Extract each line in the records below that contains the string "tile".

(Point labeling records)

-- -- --

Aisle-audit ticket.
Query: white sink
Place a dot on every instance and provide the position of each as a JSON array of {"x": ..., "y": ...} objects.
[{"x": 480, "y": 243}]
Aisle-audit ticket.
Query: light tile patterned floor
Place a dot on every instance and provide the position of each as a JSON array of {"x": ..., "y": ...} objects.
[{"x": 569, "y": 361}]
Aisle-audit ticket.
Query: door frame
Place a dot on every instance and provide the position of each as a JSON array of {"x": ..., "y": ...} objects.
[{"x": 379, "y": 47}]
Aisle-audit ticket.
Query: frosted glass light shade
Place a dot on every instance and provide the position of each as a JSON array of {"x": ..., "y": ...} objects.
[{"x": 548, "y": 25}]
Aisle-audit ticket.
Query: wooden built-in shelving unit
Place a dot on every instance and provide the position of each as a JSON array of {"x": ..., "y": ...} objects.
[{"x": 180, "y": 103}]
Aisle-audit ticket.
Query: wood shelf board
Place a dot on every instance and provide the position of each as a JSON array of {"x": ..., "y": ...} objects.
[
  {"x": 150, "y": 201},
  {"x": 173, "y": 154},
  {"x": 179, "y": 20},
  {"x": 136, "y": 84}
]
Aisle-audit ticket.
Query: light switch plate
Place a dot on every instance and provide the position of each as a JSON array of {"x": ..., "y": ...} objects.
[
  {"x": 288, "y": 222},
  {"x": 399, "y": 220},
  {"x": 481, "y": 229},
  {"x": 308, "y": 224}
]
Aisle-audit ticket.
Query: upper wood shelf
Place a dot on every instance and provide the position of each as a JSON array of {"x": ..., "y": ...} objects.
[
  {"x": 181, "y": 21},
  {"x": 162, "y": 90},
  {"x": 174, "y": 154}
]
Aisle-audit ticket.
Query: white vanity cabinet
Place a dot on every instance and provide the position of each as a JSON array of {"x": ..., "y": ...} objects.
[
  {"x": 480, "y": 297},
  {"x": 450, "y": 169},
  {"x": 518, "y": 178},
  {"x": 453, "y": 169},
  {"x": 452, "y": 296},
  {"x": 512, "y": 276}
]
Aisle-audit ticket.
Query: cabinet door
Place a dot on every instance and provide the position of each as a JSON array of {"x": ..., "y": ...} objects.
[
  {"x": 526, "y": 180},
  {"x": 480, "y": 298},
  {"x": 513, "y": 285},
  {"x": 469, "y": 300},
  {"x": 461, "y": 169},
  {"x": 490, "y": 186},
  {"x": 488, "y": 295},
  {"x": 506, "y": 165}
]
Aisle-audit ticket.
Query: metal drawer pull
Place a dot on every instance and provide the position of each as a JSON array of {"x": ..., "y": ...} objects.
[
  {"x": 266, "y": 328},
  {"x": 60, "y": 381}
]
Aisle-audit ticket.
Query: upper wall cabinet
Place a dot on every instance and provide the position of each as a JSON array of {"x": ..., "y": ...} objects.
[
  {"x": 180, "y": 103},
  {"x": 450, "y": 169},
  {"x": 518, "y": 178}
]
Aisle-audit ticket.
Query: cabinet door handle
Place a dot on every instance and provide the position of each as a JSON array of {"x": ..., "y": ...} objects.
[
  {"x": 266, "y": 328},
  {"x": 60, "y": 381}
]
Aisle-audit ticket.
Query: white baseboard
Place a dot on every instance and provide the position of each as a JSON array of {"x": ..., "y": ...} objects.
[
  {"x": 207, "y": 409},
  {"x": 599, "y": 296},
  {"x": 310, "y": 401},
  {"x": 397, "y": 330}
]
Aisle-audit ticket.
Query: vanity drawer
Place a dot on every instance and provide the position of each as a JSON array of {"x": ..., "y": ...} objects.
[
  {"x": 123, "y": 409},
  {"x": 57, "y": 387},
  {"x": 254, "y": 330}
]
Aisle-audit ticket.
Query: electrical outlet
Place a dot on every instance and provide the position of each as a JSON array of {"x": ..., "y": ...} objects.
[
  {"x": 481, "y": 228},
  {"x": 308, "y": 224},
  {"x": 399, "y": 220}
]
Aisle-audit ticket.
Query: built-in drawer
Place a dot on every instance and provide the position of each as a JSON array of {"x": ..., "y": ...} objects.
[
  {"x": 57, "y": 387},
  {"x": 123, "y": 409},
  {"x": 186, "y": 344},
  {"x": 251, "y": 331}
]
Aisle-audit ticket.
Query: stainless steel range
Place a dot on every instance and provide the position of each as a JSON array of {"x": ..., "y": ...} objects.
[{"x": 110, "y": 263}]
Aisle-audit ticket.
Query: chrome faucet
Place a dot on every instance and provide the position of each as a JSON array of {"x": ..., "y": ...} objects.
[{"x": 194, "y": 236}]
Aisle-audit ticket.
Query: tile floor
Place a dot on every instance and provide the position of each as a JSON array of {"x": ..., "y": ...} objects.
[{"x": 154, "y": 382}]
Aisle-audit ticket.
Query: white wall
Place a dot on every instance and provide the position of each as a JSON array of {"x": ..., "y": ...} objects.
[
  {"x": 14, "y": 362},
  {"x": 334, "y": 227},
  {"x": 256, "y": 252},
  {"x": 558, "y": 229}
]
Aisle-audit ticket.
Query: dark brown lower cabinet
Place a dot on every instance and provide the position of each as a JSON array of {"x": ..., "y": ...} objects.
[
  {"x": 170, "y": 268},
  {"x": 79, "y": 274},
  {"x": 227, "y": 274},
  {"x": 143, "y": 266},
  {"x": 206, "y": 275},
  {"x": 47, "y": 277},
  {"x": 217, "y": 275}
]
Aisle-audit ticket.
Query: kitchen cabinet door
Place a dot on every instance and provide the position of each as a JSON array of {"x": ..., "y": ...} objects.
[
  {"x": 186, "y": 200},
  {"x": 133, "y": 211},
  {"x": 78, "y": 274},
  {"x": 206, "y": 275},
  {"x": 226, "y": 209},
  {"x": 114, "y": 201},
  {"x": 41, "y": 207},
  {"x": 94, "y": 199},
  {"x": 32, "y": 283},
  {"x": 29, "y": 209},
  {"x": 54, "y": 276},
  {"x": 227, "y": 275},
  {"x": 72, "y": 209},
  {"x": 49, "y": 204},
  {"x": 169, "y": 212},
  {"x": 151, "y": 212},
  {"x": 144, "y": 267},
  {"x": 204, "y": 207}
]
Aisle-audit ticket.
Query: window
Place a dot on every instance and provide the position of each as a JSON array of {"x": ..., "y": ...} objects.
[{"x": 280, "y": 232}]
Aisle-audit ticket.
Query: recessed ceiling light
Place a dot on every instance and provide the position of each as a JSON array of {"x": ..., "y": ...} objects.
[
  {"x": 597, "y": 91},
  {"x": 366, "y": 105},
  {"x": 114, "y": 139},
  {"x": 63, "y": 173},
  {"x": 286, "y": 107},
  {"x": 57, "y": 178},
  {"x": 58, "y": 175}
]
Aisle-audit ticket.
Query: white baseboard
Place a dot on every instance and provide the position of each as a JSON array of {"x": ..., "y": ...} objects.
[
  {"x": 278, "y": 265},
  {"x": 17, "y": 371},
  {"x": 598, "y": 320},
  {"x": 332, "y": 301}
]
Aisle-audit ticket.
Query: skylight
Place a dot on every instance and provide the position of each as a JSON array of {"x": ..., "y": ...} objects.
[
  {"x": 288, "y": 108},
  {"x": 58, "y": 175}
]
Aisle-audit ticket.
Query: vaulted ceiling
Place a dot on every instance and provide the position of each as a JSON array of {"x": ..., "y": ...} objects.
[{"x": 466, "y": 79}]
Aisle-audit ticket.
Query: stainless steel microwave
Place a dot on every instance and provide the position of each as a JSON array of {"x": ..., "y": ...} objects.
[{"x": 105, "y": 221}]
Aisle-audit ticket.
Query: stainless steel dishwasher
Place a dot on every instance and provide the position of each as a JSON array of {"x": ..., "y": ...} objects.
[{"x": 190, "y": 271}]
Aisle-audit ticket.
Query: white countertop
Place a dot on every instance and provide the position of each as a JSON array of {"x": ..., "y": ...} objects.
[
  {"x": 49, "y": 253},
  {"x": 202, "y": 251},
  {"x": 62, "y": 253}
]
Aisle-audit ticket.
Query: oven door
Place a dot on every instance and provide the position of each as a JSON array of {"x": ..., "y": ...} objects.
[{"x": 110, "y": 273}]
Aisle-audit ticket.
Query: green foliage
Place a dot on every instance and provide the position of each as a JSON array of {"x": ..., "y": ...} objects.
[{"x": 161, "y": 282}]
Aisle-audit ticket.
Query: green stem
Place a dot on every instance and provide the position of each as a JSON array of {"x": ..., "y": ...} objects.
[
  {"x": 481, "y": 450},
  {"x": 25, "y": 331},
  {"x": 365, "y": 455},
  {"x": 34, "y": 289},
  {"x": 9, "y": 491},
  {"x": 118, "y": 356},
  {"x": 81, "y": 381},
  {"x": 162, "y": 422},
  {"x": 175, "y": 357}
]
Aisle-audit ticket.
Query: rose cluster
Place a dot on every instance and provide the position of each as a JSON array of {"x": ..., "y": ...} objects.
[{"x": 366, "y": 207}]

-- -- --

* Answer to this problem:
Query: light tile patterned floor
Query: tile floor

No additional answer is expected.